## EXERCISE GOAL
Copy out every line of the data below word for word, without leaving anything out.

═══ RECORDS FOR PROCESSING

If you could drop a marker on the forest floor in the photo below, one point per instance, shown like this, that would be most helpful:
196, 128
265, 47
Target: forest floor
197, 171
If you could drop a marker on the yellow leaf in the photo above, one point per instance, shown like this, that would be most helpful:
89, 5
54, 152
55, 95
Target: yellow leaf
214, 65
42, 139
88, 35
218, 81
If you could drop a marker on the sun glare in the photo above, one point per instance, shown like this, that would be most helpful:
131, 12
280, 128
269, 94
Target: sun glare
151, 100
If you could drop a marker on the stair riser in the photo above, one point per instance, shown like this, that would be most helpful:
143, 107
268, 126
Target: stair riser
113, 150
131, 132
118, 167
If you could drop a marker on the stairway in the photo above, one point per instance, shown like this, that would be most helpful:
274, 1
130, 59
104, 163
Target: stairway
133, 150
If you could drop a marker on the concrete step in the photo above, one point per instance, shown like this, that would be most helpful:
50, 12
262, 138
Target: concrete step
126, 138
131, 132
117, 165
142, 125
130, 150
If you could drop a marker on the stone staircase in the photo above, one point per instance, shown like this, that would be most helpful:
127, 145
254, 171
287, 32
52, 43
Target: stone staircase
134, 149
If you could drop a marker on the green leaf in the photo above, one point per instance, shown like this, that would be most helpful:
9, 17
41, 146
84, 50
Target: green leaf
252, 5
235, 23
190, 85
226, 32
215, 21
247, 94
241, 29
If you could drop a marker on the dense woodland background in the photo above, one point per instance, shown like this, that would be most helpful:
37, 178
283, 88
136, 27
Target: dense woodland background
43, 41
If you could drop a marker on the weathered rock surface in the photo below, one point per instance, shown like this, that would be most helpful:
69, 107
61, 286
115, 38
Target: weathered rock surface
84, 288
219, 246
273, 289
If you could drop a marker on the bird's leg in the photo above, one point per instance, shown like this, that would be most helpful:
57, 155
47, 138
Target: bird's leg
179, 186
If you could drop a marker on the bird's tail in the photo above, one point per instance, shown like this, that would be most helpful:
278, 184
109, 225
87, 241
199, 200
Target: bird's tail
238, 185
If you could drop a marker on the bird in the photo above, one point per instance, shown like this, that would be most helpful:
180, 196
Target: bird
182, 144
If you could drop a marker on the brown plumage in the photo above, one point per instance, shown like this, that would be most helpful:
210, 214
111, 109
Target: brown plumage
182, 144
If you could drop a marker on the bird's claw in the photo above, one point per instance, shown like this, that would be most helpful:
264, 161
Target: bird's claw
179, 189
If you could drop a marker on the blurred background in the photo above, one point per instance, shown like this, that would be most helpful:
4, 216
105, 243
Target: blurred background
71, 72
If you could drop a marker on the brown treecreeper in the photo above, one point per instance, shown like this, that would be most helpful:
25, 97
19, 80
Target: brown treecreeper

══════

## TASK SOLUTION
If you could drop a marker on the forest floor in the photo below, one point per instance, shown like this, that would be most helpful:
196, 128
265, 47
Target: forest floor
197, 171
If you could drop a marker on the yellow leaf in the photo above, one point per instance, shown like this, that would be most helpful:
89, 5
54, 152
55, 95
Target: yellow leaf
214, 65
42, 139
88, 35
218, 81
If you could drop a marker on the sun glare in the photo above, one point per instance, shown like this, that would be most helpful:
131, 12
280, 128
269, 94
Target: sun glare
151, 100
If you could drop a marker on the stair riser in the photo above, one point per instance, shown like this, that would be most helpful:
143, 107
268, 126
Target: stair riser
113, 150
131, 132
118, 167
If you could drop a marker on the stairway in the photo above, one point per instance, shown like this, that would be most helpful:
274, 1
130, 59
104, 163
Target: stairway
133, 150
If you could drop a marker on the concrete step in the photo above, one point per instance, shown like this, that would be most helpful:
50, 12
262, 138
Target: concrete step
126, 138
131, 132
117, 165
142, 125
130, 150
If you could drop a marker on the stone staircase in the photo above, one point per instance, shown like this, that would be most helpful:
127, 145
254, 171
287, 32
52, 43
Target: stone staircase
134, 149
If you could drop a marker on the green leaf in the photo above, one point per instance, shown like this, that would be most helpful:
9, 17
41, 146
84, 50
Target: green leaf
252, 5
235, 23
190, 85
226, 32
215, 21
247, 94
241, 29
If you could drop a marker on the dense woodland background in the photo above, one point per instance, shown like this, that would be most helpful:
37, 178
283, 88
136, 27
Target: dense woodland background
43, 41
If you could drop a marker on the weathered rock surface in the photo below, one point per instance, shown like this, that would be most helpful:
69, 107
61, 286
115, 38
Target: weathered rock surface
84, 288
219, 246
273, 289
If you could drop a marker on the bird's leg in the photo above, one point per instance, shown like this, that would be most helpful:
57, 155
47, 138
Target: bird's leg
179, 186
If you could drop a marker on the bird's tail in the photo above, one point per instance, shown like this, that would be most helpful:
278, 184
109, 225
87, 241
199, 200
Target: bird's tail
238, 185
If you could drop a marker on the bird in the photo above, one point per instance, shown like this, that would be most helpful:
180, 196
Target: bird
182, 144
If you could drop a marker on the brown plumage in the photo above, one point per instance, shown like this, that would be most helpful:
210, 214
111, 109
Target: brown plumage
182, 144
If you could drop a marker on the bird's claw in the photo above, one point per instance, shown like this, that would be most helpful:
264, 161
Target: bird's claw
179, 189
If you could drop a marker on the blurred background in the photo above, one point per instance, shown like this, that would be most helpful:
4, 216
105, 243
Target: blurred background
71, 72
If you could drop a marker on the brown treecreeper in the photo above, one point per instance, shown like this, that would be most helpful:
25, 97
19, 80
Target: brown treecreeper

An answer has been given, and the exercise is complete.